*** Opening Provided material ***
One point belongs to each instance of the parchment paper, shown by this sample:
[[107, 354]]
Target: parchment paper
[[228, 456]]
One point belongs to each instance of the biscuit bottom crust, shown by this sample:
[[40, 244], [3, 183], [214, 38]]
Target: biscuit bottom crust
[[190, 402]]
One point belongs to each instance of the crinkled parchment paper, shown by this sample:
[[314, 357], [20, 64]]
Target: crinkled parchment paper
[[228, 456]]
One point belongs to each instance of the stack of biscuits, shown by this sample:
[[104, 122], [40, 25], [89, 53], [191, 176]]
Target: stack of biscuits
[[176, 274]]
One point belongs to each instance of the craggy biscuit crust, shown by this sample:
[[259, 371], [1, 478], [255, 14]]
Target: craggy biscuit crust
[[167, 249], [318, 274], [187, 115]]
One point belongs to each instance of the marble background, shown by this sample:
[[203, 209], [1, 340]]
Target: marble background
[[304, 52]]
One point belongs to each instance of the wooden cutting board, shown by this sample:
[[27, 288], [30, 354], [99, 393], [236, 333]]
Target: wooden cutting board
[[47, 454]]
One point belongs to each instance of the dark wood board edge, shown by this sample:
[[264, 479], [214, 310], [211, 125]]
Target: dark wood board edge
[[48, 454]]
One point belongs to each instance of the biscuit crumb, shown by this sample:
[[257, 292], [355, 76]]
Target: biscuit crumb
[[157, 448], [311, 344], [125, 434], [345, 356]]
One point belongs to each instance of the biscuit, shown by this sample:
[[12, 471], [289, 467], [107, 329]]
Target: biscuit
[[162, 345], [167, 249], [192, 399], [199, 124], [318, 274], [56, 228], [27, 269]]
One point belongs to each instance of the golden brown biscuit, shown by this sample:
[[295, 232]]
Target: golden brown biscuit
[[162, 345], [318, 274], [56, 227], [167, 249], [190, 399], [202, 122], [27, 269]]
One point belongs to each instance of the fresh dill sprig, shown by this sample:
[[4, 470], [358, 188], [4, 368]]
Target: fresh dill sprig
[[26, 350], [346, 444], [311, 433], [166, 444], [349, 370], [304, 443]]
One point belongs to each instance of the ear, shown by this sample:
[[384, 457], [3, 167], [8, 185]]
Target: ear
*** Closing Provided material ***
*** Opening Provided material ***
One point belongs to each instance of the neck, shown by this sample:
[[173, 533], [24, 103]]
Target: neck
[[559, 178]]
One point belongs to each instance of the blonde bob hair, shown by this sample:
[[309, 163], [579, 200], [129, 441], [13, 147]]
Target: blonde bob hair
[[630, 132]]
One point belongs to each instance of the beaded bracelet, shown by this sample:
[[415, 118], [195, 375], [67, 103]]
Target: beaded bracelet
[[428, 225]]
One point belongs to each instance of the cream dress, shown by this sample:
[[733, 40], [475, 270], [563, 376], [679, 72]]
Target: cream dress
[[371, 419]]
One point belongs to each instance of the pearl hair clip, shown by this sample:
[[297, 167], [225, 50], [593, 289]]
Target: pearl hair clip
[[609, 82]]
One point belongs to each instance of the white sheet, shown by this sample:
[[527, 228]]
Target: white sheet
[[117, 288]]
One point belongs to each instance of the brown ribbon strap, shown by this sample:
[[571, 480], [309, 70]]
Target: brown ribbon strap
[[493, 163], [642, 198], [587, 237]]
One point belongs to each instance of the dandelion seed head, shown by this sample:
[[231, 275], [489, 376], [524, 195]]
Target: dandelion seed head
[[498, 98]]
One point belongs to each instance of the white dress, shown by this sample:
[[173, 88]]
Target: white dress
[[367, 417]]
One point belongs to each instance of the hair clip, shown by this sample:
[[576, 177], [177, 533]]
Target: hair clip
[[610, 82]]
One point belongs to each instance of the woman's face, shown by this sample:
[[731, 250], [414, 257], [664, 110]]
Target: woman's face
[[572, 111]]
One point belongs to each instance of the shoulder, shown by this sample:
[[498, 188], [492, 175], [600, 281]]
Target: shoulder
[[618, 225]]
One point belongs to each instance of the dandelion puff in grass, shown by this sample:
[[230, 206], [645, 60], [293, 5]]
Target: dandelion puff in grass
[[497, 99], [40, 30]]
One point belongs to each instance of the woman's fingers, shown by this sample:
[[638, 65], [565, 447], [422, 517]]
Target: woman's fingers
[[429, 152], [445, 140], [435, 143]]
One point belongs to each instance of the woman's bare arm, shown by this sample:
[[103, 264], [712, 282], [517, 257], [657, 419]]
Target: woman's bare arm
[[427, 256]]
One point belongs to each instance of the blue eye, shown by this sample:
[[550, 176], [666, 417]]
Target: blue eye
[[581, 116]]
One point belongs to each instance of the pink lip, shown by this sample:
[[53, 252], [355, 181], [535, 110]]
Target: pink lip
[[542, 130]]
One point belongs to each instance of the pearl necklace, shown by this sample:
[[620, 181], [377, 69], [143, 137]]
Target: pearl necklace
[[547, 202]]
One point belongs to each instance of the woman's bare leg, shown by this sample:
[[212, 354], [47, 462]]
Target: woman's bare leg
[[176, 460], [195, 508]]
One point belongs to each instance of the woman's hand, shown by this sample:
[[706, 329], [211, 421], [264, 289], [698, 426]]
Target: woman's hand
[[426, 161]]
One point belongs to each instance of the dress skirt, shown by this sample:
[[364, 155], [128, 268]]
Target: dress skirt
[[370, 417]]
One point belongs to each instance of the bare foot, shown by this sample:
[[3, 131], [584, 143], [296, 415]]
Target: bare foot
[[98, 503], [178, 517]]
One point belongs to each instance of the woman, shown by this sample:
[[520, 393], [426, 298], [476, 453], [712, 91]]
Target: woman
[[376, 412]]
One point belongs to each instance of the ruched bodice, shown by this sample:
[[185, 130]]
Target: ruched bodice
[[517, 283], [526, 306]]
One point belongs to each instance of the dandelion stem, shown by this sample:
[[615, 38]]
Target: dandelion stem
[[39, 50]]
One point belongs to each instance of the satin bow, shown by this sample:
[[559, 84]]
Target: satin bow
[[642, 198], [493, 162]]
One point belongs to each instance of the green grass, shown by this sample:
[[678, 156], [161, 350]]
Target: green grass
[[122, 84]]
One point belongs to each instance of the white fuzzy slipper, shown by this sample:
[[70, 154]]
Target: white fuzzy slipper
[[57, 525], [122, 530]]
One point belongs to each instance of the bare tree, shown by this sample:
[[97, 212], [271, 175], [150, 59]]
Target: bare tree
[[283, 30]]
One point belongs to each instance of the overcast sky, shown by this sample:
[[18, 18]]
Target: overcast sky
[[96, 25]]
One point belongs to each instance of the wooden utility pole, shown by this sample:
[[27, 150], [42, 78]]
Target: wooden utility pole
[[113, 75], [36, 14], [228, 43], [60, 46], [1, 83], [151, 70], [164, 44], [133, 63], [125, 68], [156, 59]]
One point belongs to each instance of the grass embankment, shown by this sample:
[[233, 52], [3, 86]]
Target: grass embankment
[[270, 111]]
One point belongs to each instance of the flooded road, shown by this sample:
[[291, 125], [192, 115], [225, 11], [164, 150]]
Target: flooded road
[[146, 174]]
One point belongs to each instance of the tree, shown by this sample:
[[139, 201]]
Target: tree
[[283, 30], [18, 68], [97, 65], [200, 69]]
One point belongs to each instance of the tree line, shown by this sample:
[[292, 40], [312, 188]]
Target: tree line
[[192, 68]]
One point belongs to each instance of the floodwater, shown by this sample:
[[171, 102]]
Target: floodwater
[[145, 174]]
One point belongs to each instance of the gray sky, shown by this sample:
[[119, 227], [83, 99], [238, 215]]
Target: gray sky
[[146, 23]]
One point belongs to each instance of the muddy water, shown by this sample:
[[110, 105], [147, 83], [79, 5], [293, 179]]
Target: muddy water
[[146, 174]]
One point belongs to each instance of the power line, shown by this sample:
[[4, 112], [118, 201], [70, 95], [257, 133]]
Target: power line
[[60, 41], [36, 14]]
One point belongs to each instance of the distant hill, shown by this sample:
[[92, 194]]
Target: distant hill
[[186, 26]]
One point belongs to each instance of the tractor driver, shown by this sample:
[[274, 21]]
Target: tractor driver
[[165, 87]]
*** Closing Provided material ***
Copy the stretch of the records above that runs from the line with "One point belongs to each instance of the parchment" through the line with "[[314, 357], [20, 64]]". Both end lines belong in the copy, and nothing else does.

Problem solution |
One point belongs to each instance of the parchment paper, shown by this sample:
[[107, 354]]
Target: parchment paper
[[228, 456]]
One point belongs to each instance of the biscuit bottom crust, shown by this sample:
[[40, 244], [3, 183], [214, 38]]
Target: biscuit bottom crust
[[190, 402]]
One point belongs to each instance of the crinkled parchment paper, shown by this sample:
[[314, 357], [20, 64]]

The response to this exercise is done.